> **Document section**
__________
Firefighter Annette Holt, who lost her teenage son in one of the most tragic incidents of gun violence in Chicago history, has been named first deputy commissioner of the Chicago Fire Department — the first woman to hold that position.
Holt is the mother of Blair Holt, the 16-year-old Julian High School honor student who was killed on a CTA bus in 2007, trying to shield a friend after a gang member opened fire at a rival gang member on a crowded bus after school.
Originally sentenced to 100 years in the killing, gang member Michael Pace was re-sentenced in January to 75 years. Holt and Blair’s father, retired Chicago Police Cmdr. Ronald Holt, have dedicated themselves to fighting gun violence ever since.
“First Deputy Annette Nance-Holt is one of the most efficient officers I have had the pleasure of working with,” Fire Department Commissioner Richard C. Ford told the Sun-Times Thursday. “She is an outstanding tactician and administrator. Her abilities and leadership are respected by both officers and the rank and file.”
__________
> **Required action 1**
In the article about Annette Holt, how many years was Michael Pace given when he was re-sentenced in January?
> **Required action 2**
Summarize the article about Annette Holt in two sentences.
> **Required action 3**
Resume the article about Annette Holt from its final sentence onward.

Natural-language object grounding data
__________
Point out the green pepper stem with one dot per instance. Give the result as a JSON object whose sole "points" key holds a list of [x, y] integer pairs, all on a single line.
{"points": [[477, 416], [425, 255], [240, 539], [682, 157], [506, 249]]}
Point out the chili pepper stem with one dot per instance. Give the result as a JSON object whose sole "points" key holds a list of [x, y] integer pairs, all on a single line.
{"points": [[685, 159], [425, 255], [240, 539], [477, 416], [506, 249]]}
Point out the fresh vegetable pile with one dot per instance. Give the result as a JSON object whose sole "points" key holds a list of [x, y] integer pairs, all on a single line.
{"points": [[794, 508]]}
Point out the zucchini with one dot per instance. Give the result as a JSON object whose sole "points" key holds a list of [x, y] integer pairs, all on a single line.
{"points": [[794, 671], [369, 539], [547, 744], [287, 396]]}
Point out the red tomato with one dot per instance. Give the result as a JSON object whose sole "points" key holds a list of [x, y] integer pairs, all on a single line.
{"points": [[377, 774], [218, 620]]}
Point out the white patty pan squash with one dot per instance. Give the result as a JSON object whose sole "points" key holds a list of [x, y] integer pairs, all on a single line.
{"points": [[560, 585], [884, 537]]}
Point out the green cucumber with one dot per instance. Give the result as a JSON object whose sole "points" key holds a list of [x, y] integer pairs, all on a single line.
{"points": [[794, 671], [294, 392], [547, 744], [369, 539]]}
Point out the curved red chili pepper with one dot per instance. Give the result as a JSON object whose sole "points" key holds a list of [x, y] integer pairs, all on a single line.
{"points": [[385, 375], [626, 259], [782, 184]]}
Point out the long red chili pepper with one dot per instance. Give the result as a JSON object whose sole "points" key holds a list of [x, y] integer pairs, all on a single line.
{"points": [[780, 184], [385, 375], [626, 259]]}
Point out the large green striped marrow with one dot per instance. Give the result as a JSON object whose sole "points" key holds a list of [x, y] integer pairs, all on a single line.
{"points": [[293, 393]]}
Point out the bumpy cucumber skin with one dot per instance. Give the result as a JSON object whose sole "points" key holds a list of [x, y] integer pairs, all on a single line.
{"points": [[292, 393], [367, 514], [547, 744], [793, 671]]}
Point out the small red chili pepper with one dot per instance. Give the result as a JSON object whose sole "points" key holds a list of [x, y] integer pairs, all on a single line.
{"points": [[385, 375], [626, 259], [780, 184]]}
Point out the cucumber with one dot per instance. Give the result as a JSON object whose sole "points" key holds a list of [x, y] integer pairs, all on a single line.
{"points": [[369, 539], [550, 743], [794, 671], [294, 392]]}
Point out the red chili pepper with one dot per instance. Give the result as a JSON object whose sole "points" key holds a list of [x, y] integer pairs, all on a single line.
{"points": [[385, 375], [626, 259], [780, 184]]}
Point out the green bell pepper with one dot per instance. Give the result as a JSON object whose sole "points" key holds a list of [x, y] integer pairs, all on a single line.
__________
> **Task answer 1**
75 years.

> **Task answer 2**
Annette Holt, whose 16-year-old son Blair was killed on a CTA bus in 2007 while shielding a friend from gang gunfire, has become the first woman named first deputy commissioner of the Chicago Fire Department. She and Blair's father have devoted themselves to fighting gun violence, and Commissioner Richard C. Ford praised her as an efficient officer and an outstanding tactician and administrator.

> **Task answer 3**
The appointment to the department’s No. 2 position — no woman has held that or the top position of commissioner in the department’s 160-year history — was quietly made by Ford, himself appointed late last month by outgoing Mayor Rahm Emanuel to replace retired Commissioner Jose Santiago.
Ford and Holt, both African-American, now lead — though perhaps temporarily until the mayoral election — a department historically challenged by race and sex discrimination complaints, with lawsuits over discriminatory hiring practices having cost the city nearly $100 million over the past decade.
Holt, a 28-year veteran of the department, was out of town and unavailable for comment Thursday, a Fire Department spokesman said.
She joined the department in 1990 — four years after the very first female firefighters were hired in November 1986, following charges of discrimination. She moved up through the ranks, promoted to lieutenant of the Fire Prevention Bureau in 1993, and then to lieutenant Emergency Medical Technician in Fire Suppression & Rescue, in 1995, a position she held until 2001.
From 2001 to 2014, she moved from the rank of lieutenant EMT in the Training Division to captain EMT in Fire Suppression & Rescue, during that time also serving as a federal monitor in the consent decree of the Lewis class-action suit that led to the hiring of of 111 candidate firefighters in 2012.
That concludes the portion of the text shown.